— EXERCISE REQUIREMENTS —
1. Answer the following about the forum post on block planes for end grain. Put each answer on its own line, marked (a), (b) and (c) to match the questions.
(a) Which block plane does the poster already own, and how does it do on end grain?
(b) What feature does the Veritas have that the standard Lie Nielsen lacks?
(c) Which of the two planes had no review among the hand plane reviews the poster looked through?
2. Summarize the forum post on block planes for end grain in two sentences.
3. Reproduce the passage of the forum post on block planes for end grain from "## Purrmaster (Sep" to "but not much.".

— DOCUMENT EXTRACT —
# Which of these would be better for end grain?



## Purrmaster (Sep 1, 2012)

I'm thinking of picking up a new block plane for working on end grain. My Stanley Sweetheart block plane is pretty good but… it sucks on end grain. I can get some end grain work done with my Veritas jack plane but not much.

I was looking at these:

The Veritas low angle block plane:

http://www.leevalley.com/US/Wood/page.aspx?p=47881&cat=1,41182,48942

And the Lie Nielsen low angle block plane:

http://www.lie-nielsen.com/catalog.php?grp=1221

Can anyone say whether either of these would be better on end grain than the other?

This isn't a "must have" purchase for me so I can take my time reading reviews. But l looked through all the hand plane reviews here and didn't see any for the Lie Nielsen.

The big difference between the two as I can tell, feature wise, is the Veritas has an adjustable mouth. The Lie Nielsen does not (but they do make one with an adjustable mouth nut it costs considerably more).

— INFORMATION SUPPLIED —
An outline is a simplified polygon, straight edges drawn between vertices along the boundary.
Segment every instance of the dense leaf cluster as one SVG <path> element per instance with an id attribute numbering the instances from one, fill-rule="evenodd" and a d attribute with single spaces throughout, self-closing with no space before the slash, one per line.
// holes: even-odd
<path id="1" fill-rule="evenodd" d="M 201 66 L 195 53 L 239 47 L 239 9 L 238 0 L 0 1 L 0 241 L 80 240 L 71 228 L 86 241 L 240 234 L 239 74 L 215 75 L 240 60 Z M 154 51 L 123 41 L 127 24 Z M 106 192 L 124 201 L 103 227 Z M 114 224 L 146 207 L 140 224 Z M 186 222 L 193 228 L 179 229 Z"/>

— RESPONSES PER TASK —
1.
(a) A Stanley Sweetheart block plane, which the poster says sucks on end grain.
(b) An adjustable mouth.
(c) The Lie Nielsen.

2. Because their Stanley Sweetheart block plane performs poorly on end grain, the poster is considering buying either the Veritas or the Lie Nielsen low angle block plane and asks which works better on end grain. The poster is in no hurry, found no review of the Lie Nielsen, and sees the main difference as the Veritas's adjustable mouth, which the Lie Nielsen offers only on a considerably more expensive version.

3.
## Purrmaster (Sep 1, 2012)

I'm thinking of picking up a new block plane for working on end grain. My Stanley Sweetheart block plane is pretty good but… it sucks on end grain. I can get some end grain work done with my Veritas jack plane but not much.